• _What you have to do_
Answer these from the text about the song "Wasting My Time":
(a) On what date was the song released?
(b) What tempo does the sheet music give for it?
(c) What position did it reach on the US Billboard Hot 100?

• _Text shown_
--- --- ---

Single by Default

from the album The Fallout
- B-side: "Blind"; "Slow Me Down"; "Deny";
- Released: August 28, 2001
- Genre: Post-grunge
- Length: 4:29 (album version); 3:59 (radio version);
- Label: TVT
- Songwriters: Dallas Smith; Jeremy Hora; Dave Benedict; Danny Craig;
- Producers: Chad Kroeger; Rick Parashar;

Default singles chronology
|  | "Wasting My Time" (2001) | "Deny" (2002) |

Music video
- "Wasting My Time" on YouTube

= Wasting My Time =

2001 single by Default

"Wasting My Time" is a song by Canadian rock band Default for their debut studio album, The Fallout (2001). It was released as their debut single on August 28, 2001. The song was written by the members of the band and produced by Chad Kroeger and Rick Parashar. "Wasting My Time" is Default's most commercially successful song, having reached number 13 on the US Billboard Hot 100 chart and numbers two and three, respectively, on the Billboard Mainstream Rock Tracks and Modern Rock Tracks charts. It was also their first of three singles to top the Canadian rock airplay chart.

==Composition==
"Wasting My Time" was written by Default (Dallas Smith, Jeremy Hora, Dave Benedict, and Danny Craig) and was produced by Chad Kroeger and Rick Parashar. The song is a power ballad that draws on influences of various rock genres and lasts for four minutes and twenty-nine seconds. (Note: Length of the full version featured on The Fallout.) According to the sheet music published by EMI Music Publishing, it is set in common time to a "moderate rock" tempo of 120 BPM. "Wasting My Time" was originally composed in the key of D major and follows a chord progression of D_{sus9}–G_{sus9} in the verses and G_{5}–B_{5}–G_{5}–A_{5} in the chorus. Smith's vocal range on the track spans one full octave, from A_{4} to A_{5}.

Musically, the song features melodic verses of singing and clean, bright guitar picking. This moves into a hard-hitting, wailing chorus and a distorted guitar solo as the interlude. Eric Aiese of Billboard described the song as having an "early-90s grunge sound" while also noting the influence of alternative rock in its production. The song's lyrics find the narrator contemplating if he is wasting his time investing in a dead-end relationship.

--- --- ---

• _Dataset_
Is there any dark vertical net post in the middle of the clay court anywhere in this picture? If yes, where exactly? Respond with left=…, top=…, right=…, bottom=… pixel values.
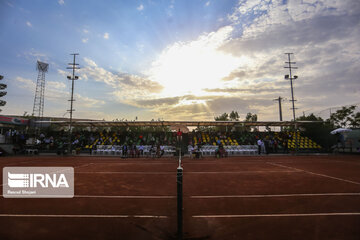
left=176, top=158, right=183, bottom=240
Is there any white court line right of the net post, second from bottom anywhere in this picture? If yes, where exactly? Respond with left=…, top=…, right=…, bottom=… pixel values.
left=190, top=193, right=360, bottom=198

--- --- ---

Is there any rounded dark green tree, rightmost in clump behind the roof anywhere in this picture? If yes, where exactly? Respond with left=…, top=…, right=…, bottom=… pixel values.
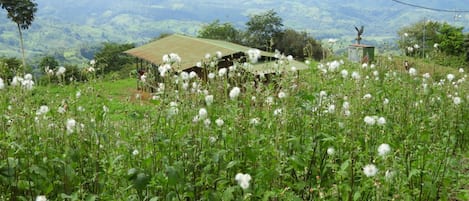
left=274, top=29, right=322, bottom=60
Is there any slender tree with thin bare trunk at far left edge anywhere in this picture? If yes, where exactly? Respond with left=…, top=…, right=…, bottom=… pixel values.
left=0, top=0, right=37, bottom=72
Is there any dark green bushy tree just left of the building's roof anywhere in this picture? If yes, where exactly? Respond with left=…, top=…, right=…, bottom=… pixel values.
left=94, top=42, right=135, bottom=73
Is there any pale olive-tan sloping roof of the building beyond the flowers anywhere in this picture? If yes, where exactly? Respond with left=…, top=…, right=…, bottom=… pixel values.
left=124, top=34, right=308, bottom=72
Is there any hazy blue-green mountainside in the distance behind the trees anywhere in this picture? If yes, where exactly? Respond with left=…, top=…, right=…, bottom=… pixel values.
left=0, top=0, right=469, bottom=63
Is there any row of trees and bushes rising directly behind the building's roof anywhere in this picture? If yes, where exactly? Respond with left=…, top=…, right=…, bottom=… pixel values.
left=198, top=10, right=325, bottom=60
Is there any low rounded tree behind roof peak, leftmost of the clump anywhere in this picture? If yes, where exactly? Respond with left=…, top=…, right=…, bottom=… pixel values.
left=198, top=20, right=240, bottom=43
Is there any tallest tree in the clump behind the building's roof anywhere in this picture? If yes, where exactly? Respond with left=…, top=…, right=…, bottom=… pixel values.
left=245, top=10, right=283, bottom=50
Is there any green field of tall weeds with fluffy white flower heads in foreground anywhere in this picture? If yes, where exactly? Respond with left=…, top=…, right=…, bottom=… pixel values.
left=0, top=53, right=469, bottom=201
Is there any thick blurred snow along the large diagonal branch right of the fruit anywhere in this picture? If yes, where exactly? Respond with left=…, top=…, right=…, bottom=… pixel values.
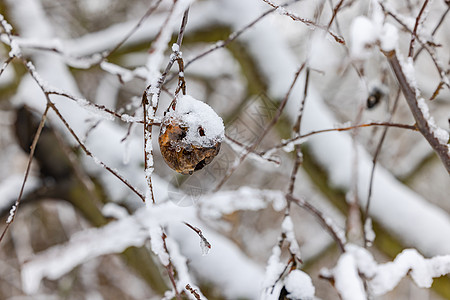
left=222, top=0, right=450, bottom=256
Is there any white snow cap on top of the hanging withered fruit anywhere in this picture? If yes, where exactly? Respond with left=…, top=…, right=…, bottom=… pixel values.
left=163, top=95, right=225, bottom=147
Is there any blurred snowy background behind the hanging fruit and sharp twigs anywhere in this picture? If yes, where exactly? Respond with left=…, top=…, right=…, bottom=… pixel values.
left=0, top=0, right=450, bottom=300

--- --- ---

• _Task solution_
(a) August 28, 2001
(b) 120 BPM
(c) Number 13